[Photo-based referring expression data]

━━━━━━━━━━━━━━━━

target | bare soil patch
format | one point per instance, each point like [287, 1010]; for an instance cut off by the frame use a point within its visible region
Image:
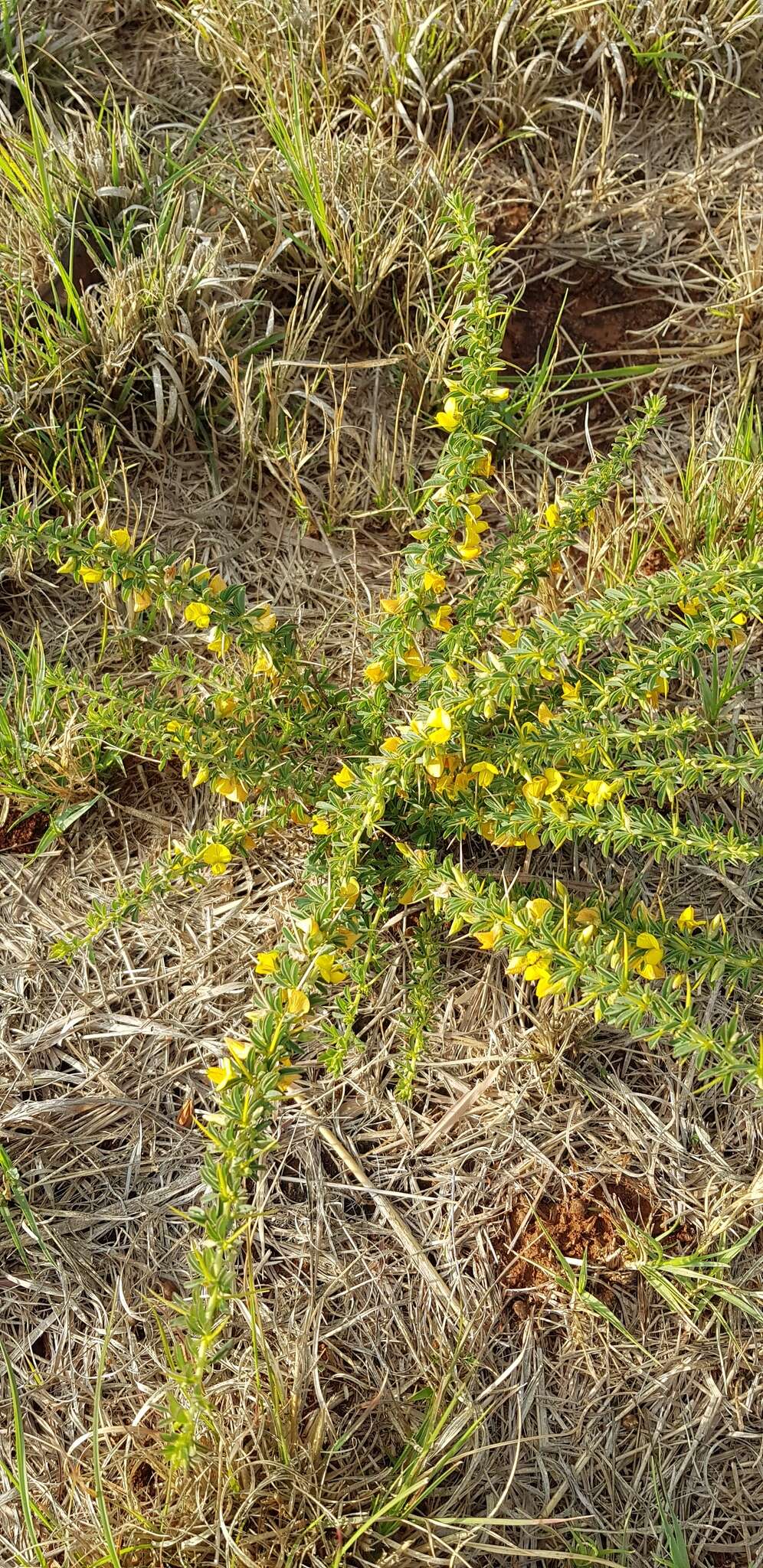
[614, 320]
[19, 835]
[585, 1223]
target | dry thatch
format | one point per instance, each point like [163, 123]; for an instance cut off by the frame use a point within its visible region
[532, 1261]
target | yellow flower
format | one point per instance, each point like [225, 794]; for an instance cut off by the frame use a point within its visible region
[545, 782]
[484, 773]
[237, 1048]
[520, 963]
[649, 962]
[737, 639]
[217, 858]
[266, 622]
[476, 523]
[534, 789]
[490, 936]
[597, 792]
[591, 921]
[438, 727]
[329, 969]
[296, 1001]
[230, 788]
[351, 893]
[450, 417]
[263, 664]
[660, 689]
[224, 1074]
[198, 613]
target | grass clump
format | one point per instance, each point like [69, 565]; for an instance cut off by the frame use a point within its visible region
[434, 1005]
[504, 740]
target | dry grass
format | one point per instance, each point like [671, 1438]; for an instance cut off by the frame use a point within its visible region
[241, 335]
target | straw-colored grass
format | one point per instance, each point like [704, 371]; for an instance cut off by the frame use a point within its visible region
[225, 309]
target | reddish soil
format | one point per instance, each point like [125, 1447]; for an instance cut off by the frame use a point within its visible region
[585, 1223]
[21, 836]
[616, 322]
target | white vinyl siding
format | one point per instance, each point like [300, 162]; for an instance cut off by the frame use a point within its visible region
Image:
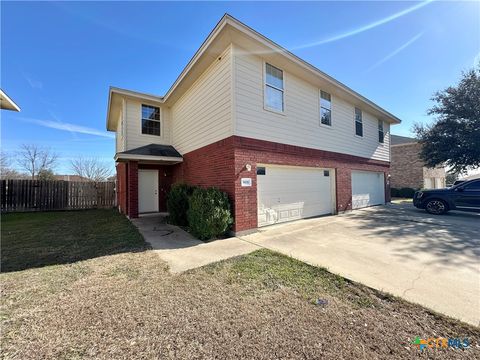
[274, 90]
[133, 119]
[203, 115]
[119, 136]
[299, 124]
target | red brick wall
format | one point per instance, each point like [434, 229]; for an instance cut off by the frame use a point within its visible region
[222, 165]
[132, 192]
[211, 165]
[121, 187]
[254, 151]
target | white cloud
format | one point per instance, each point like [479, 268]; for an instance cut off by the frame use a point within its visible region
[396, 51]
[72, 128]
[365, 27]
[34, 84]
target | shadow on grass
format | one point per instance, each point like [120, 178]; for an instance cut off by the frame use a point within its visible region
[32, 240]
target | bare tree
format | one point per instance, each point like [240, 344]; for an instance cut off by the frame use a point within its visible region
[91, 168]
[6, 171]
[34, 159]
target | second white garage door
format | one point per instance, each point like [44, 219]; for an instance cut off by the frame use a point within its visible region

━━━━━━━━━━━━━━━━

What you will do: When a line of the records above contains the string "white", count it once; then give the total and nothing else.

Response to the task: 3